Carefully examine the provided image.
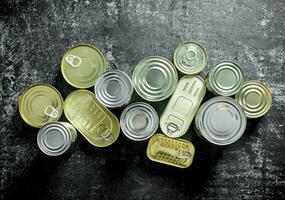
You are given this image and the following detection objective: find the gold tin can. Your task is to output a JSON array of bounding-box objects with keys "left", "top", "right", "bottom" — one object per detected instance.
[
  {"left": 18, "top": 83, "right": 63, "bottom": 128},
  {"left": 64, "top": 90, "right": 120, "bottom": 147},
  {"left": 146, "top": 134, "right": 195, "bottom": 168}
]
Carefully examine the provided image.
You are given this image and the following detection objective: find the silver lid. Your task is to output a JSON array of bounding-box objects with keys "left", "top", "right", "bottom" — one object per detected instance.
[
  {"left": 37, "top": 122, "right": 71, "bottom": 156},
  {"left": 195, "top": 97, "right": 246, "bottom": 145},
  {"left": 120, "top": 102, "right": 159, "bottom": 141},
  {"left": 94, "top": 70, "right": 134, "bottom": 108}
]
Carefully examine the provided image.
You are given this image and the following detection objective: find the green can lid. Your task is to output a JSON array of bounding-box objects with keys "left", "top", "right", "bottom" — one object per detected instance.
[
  {"left": 61, "top": 44, "right": 106, "bottom": 88},
  {"left": 235, "top": 81, "right": 272, "bottom": 118},
  {"left": 174, "top": 41, "right": 208, "bottom": 74},
  {"left": 208, "top": 60, "right": 244, "bottom": 96}
]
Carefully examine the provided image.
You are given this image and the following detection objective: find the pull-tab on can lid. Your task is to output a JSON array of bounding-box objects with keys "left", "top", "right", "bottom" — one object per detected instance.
[
  {"left": 95, "top": 70, "right": 134, "bottom": 108},
  {"left": 132, "top": 56, "right": 178, "bottom": 102},
  {"left": 120, "top": 102, "right": 159, "bottom": 141},
  {"left": 173, "top": 41, "right": 208, "bottom": 74},
  {"left": 18, "top": 83, "right": 63, "bottom": 128},
  {"left": 235, "top": 81, "right": 272, "bottom": 118},
  {"left": 61, "top": 44, "right": 106, "bottom": 88},
  {"left": 195, "top": 97, "right": 246, "bottom": 145}
]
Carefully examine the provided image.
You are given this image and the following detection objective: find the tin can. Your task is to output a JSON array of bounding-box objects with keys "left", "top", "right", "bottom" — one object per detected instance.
[
  {"left": 94, "top": 70, "right": 134, "bottom": 108},
  {"left": 37, "top": 122, "right": 77, "bottom": 156},
  {"left": 120, "top": 102, "right": 159, "bottom": 141},
  {"left": 146, "top": 134, "right": 195, "bottom": 168},
  {"left": 195, "top": 96, "right": 247, "bottom": 145},
  {"left": 64, "top": 90, "right": 120, "bottom": 147},
  {"left": 160, "top": 75, "right": 206, "bottom": 137},
  {"left": 235, "top": 81, "right": 272, "bottom": 119},
  {"left": 205, "top": 60, "right": 244, "bottom": 96},
  {"left": 132, "top": 56, "right": 178, "bottom": 102},
  {"left": 61, "top": 44, "right": 106, "bottom": 88},
  {"left": 173, "top": 41, "right": 208, "bottom": 75},
  {"left": 18, "top": 83, "right": 63, "bottom": 128}
]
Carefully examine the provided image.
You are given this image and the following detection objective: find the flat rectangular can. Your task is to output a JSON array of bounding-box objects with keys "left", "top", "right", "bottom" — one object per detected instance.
[{"left": 146, "top": 134, "right": 195, "bottom": 168}]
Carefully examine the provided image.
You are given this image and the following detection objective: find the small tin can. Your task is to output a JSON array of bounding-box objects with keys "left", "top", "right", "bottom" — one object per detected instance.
[
  {"left": 120, "top": 102, "right": 159, "bottom": 141},
  {"left": 132, "top": 56, "right": 178, "bottom": 102},
  {"left": 37, "top": 122, "right": 77, "bottom": 156},
  {"left": 160, "top": 75, "right": 206, "bottom": 137},
  {"left": 146, "top": 134, "right": 195, "bottom": 168},
  {"left": 18, "top": 83, "right": 63, "bottom": 128},
  {"left": 235, "top": 81, "right": 272, "bottom": 119},
  {"left": 64, "top": 90, "right": 120, "bottom": 147},
  {"left": 195, "top": 96, "right": 247, "bottom": 145},
  {"left": 173, "top": 41, "right": 208, "bottom": 75},
  {"left": 61, "top": 44, "right": 106, "bottom": 88},
  {"left": 205, "top": 61, "right": 244, "bottom": 96},
  {"left": 94, "top": 70, "right": 134, "bottom": 108}
]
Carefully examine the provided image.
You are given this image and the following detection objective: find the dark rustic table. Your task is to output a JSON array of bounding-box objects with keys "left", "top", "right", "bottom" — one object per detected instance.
[{"left": 0, "top": 0, "right": 285, "bottom": 200}]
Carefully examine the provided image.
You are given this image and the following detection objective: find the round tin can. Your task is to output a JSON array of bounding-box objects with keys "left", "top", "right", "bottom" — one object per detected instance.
[
  {"left": 37, "top": 122, "right": 77, "bottom": 156},
  {"left": 205, "top": 60, "right": 244, "bottom": 96},
  {"left": 235, "top": 81, "right": 272, "bottom": 119},
  {"left": 195, "top": 96, "right": 247, "bottom": 145},
  {"left": 61, "top": 44, "right": 106, "bottom": 88},
  {"left": 132, "top": 56, "right": 178, "bottom": 102},
  {"left": 120, "top": 102, "right": 159, "bottom": 141},
  {"left": 173, "top": 41, "right": 208, "bottom": 75},
  {"left": 18, "top": 83, "right": 63, "bottom": 128},
  {"left": 94, "top": 70, "right": 134, "bottom": 108}
]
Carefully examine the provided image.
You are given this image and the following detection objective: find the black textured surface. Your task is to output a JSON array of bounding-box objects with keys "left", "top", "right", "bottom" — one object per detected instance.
[{"left": 0, "top": 0, "right": 285, "bottom": 199}]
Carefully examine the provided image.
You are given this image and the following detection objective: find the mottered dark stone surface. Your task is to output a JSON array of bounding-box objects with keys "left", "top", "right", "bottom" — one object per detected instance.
[{"left": 0, "top": 0, "right": 285, "bottom": 200}]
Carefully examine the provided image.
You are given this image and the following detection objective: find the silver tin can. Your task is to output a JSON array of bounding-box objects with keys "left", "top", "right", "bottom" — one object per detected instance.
[
  {"left": 195, "top": 96, "right": 247, "bottom": 145},
  {"left": 94, "top": 70, "right": 134, "bottom": 108},
  {"left": 120, "top": 102, "right": 159, "bottom": 141},
  {"left": 37, "top": 122, "right": 77, "bottom": 156}
]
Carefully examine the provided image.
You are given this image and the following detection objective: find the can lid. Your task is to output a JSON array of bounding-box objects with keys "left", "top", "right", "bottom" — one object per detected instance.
[
  {"left": 95, "top": 70, "right": 134, "bottom": 108},
  {"left": 174, "top": 41, "right": 208, "bottom": 74},
  {"left": 235, "top": 81, "right": 272, "bottom": 118},
  {"left": 37, "top": 122, "right": 71, "bottom": 156},
  {"left": 120, "top": 102, "right": 159, "bottom": 141},
  {"left": 18, "top": 83, "right": 63, "bottom": 128},
  {"left": 132, "top": 56, "right": 178, "bottom": 101},
  {"left": 209, "top": 61, "right": 244, "bottom": 96},
  {"left": 195, "top": 97, "right": 246, "bottom": 145},
  {"left": 61, "top": 44, "right": 106, "bottom": 88}
]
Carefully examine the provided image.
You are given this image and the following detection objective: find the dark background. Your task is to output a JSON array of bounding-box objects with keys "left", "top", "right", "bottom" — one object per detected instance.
[{"left": 0, "top": 0, "right": 285, "bottom": 199}]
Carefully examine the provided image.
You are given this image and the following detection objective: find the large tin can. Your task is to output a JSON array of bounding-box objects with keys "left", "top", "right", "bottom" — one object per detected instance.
[
  {"left": 18, "top": 83, "right": 63, "bottom": 128},
  {"left": 64, "top": 90, "right": 120, "bottom": 147},
  {"left": 173, "top": 41, "right": 208, "bottom": 75},
  {"left": 235, "top": 81, "right": 272, "bottom": 119},
  {"left": 132, "top": 56, "right": 178, "bottom": 102},
  {"left": 61, "top": 44, "right": 106, "bottom": 88},
  {"left": 146, "top": 134, "right": 195, "bottom": 168},
  {"left": 120, "top": 102, "right": 159, "bottom": 141},
  {"left": 205, "top": 60, "right": 244, "bottom": 96},
  {"left": 37, "top": 122, "right": 77, "bottom": 156},
  {"left": 160, "top": 75, "right": 206, "bottom": 137},
  {"left": 195, "top": 96, "right": 247, "bottom": 145},
  {"left": 94, "top": 70, "right": 134, "bottom": 108}
]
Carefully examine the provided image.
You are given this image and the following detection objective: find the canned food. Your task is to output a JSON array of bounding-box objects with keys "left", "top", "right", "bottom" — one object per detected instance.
[
  {"left": 235, "top": 81, "right": 272, "bottom": 118},
  {"left": 195, "top": 96, "right": 246, "bottom": 145},
  {"left": 132, "top": 56, "right": 178, "bottom": 101},
  {"left": 173, "top": 41, "right": 208, "bottom": 75},
  {"left": 160, "top": 75, "right": 206, "bottom": 137},
  {"left": 61, "top": 44, "right": 106, "bottom": 88},
  {"left": 205, "top": 61, "right": 244, "bottom": 96},
  {"left": 18, "top": 83, "right": 63, "bottom": 128},
  {"left": 64, "top": 90, "right": 120, "bottom": 147},
  {"left": 95, "top": 70, "right": 134, "bottom": 108},
  {"left": 120, "top": 102, "right": 159, "bottom": 141},
  {"left": 146, "top": 134, "right": 195, "bottom": 168},
  {"left": 37, "top": 122, "right": 77, "bottom": 156}
]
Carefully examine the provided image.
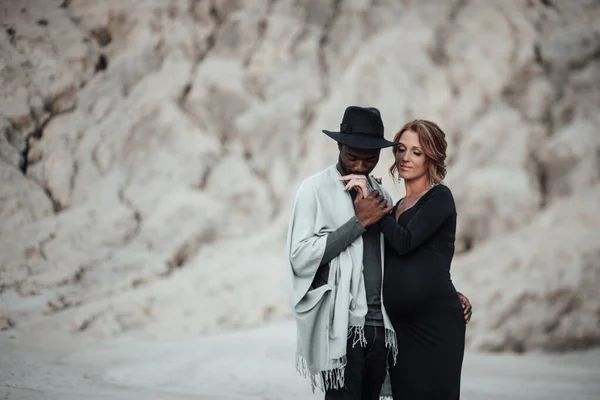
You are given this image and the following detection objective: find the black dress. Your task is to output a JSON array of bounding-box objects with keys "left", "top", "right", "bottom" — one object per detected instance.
[{"left": 379, "top": 185, "right": 465, "bottom": 400}]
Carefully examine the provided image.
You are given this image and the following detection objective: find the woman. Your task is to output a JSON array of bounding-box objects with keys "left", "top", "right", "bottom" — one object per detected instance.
[{"left": 379, "top": 120, "right": 465, "bottom": 400}]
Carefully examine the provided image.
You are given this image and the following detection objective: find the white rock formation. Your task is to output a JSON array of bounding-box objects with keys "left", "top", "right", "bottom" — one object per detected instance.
[{"left": 0, "top": 0, "right": 600, "bottom": 351}]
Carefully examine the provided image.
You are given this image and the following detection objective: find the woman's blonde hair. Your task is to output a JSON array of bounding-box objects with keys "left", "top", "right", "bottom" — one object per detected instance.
[{"left": 390, "top": 119, "right": 448, "bottom": 184}]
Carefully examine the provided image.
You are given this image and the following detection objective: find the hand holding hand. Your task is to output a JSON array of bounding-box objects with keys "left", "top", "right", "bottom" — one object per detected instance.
[
  {"left": 354, "top": 190, "right": 393, "bottom": 228},
  {"left": 340, "top": 175, "right": 373, "bottom": 199}
]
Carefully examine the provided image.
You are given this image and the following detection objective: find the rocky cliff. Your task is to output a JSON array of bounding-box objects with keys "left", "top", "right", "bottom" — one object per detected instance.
[{"left": 0, "top": 0, "right": 600, "bottom": 351}]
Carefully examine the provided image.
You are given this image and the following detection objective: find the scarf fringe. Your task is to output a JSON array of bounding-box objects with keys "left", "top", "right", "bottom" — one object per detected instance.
[
  {"left": 296, "top": 354, "right": 346, "bottom": 393},
  {"left": 296, "top": 326, "right": 398, "bottom": 392},
  {"left": 385, "top": 329, "right": 398, "bottom": 365},
  {"left": 348, "top": 326, "right": 367, "bottom": 348}
]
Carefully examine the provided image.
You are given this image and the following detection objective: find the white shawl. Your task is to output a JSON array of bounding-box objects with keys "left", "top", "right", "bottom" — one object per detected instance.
[{"left": 287, "top": 165, "right": 398, "bottom": 390}]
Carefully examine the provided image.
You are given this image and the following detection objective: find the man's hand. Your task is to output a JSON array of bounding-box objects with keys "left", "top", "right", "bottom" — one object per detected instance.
[
  {"left": 340, "top": 175, "right": 373, "bottom": 198},
  {"left": 354, "top": 190, "right": 393, "bottom": 228},
  {"left": 458, "top": 292, "right": 473, "bottom": 324}
]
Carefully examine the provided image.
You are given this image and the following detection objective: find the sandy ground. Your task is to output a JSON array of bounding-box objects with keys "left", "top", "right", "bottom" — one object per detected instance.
[{"left": 0, "top": 323, "right": 600, "bottom": 400}]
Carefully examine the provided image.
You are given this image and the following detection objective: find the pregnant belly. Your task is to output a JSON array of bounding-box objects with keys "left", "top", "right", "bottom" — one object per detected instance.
[{"left": 383, "top": 262, "right": 453, "bottom": 313}]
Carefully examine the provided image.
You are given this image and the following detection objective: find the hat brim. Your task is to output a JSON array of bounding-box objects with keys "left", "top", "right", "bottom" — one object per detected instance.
[{"left": 323, "top": 130, "right": 400, "bottom": 150}]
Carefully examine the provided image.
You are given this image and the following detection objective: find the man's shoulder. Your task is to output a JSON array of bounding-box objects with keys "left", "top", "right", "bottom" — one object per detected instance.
[
  {"left": 372, "top": 179, "right": 392, "bottom": 200},
  {"left": 300, "top": 167, "right": 333, "bottom": 189}
]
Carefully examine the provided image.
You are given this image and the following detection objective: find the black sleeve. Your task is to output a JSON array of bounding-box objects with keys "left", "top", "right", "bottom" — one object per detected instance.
[
  {"left": 313, "top": 216, "right": 365, "bottom": 288},
  {"left": 379, "top": 185, "right": 456, "bottom": 255}
]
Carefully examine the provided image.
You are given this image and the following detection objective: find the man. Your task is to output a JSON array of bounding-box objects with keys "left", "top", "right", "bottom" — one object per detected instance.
[{"left": 287, "top": 106, "right": 471, "bottom": 400}]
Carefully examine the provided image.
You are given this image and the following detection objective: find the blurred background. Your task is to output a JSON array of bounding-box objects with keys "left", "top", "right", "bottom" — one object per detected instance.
[{"left": 0, "top": 0, "right": 600, "bottom": 398}]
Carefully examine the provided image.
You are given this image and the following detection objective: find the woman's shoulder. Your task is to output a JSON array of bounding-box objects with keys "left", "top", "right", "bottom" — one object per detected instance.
[{"left": 426, "top": 183, "right": 454, "bottom": 205}]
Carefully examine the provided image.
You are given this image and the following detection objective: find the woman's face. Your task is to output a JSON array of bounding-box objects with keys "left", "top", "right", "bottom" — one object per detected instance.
[{"left": 396, "top": 130, "right": 428, "bottom": 181}]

==================================================

GIVEN PROBLEM:
Pull out every line of the material above that contains the string "background". Case counts.

SOLUTION TO THE EXERCISE:
You are given this image and the following detection objective: find the dark background. Your task is to output a JSON array of bounding-box objects with keys "left", "top", "right", "bottom" — one object per detected instance.
You are given this image and the following detection objective: find the blurred background. Your task is to output a JSON array of bounding-box objects with keys "left", "top", "right", "bottom" — one object per detected instance.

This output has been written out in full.